::: TEXT

SALEM, Ore. – Oregon laws allow debt collectors to take more than they should, according to a new report that compares state laws based on whether they make it possible for people in financial trouble to recover when they've fallen behind on bills.

The report, No Fresh Start, gives Oregon failing grades for minimal protection of a debtor's home, car and household goods, and for allowing paychecks to be garnished for amounts over the minimum wage.

Angela Martin, executive director of Economic Fairness Oregon, says the laws can make it tough to live, let alone repay a debt.

"If you're a minimum-wage earner in Oregon, working 40 hours a week, a debt collector can garnish your wages down to $268 a week,” she explains. “That's less than the federal poverty level for a two-person family."

Oregon is one of about 20 states that got failing grades in the report for the amounts debt collectors are allowed to garnish from wages.

Robert Hobbs, deputy director of the National Consumer Law Center, which released the report, says it includes a sample law that allows a person to keep enough of his or her property to hold a job and keep from falling further behind.

"What we're trying to do with this model law is raise the platform in terms of property that's exempt,” he says, “So that somebody – when they are re-employed – is not bombarded by debt collectors. So that they have the tools they need to move up and eventually pay off their creditors in an orderly way."

Hobbs says some states' exemption laws date back centuries and need to be modernized.

::::::
::: DATA EXTRACTS

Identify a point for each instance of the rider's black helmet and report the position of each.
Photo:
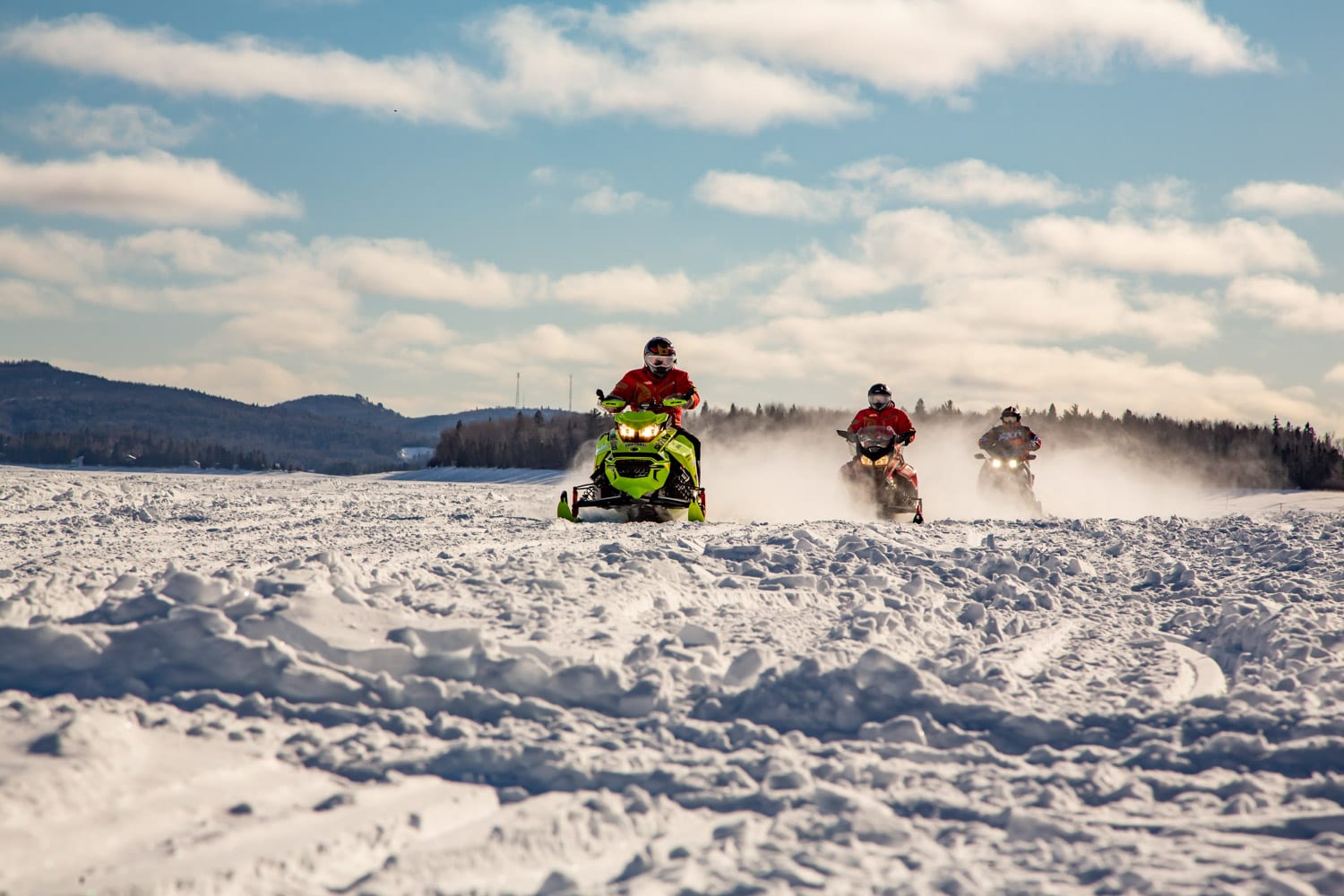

::::::
::: DATA EXTRACTS

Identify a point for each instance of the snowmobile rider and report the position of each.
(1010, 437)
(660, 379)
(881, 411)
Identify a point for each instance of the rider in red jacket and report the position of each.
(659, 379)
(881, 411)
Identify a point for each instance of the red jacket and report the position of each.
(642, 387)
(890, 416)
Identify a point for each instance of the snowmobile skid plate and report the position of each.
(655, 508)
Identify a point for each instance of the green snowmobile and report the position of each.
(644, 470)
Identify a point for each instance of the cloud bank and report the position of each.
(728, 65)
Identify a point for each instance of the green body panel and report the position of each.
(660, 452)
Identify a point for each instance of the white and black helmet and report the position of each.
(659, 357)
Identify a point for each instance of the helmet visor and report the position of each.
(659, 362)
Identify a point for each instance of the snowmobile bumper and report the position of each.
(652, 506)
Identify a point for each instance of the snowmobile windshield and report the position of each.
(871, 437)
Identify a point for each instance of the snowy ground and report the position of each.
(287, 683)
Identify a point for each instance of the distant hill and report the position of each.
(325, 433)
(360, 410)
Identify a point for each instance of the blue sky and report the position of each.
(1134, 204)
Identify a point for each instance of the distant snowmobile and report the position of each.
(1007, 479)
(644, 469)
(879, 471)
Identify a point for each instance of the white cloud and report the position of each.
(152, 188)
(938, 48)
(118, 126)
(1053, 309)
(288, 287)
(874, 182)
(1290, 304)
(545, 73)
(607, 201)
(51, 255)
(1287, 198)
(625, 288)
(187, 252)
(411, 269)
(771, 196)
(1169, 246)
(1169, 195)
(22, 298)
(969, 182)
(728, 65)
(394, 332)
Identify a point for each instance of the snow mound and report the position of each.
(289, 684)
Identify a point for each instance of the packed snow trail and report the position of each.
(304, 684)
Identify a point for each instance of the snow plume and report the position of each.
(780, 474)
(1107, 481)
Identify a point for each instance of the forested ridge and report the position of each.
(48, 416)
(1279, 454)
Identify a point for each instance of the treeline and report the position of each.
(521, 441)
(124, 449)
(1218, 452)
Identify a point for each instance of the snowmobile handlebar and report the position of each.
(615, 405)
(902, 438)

::::::

TASK INSTRUCTIONS:
1. From the Oregon debt article above, return the words starting with "Oregon is one" and going on through "to be modernized.".
2. According to the Oregon debt article, which organization released the report?
3. Decide whether each statement agrees with the Oregon debt article. Answer yes or no for each and quote the words from the article that decide it.
(a) Oregon received a failing grade for the amounts debt collectors may garnish from wages.
(b) Angela Martin is deputy director of the National Consumer Law Center.
(c) Hobbs says some states' exemption laws date back centuries.

RESPONSE LIST:
1.
Oregon is one of about 20 states that got failing grades in the report for the amounts debt collectors are allowed to garnish from wages.

Robert Hobbs, deputy director of the National Consumer Law Center, which released the report, says it includes a sample law that allows a person to keep enough of his or her property to hold a job and keep from falling further behind.

"What we're trying to do with this model law is raise the platform in terms of property that's exempt,” he says, “So that somebody – when they are re-employed – is not bombarded by debt collectors. So that they have the tools they need to move up and eventually pay off their creditors in an orderly way."

Hobbs says some states' exemption laws date back centuries and need to be modernized.

2. The National Consumer Law Center.

3.
(a) Yes: "Oregon is one of about 20 states that got failing grades in the report for the amounts debt collectors are allowed to garnish from wages."
(b) No: "Angela Martin, executive director of Economic Fairness Oregon"
(c) Yes: "Hobbs says some states' exemption laws date back centuries and need to be modernized."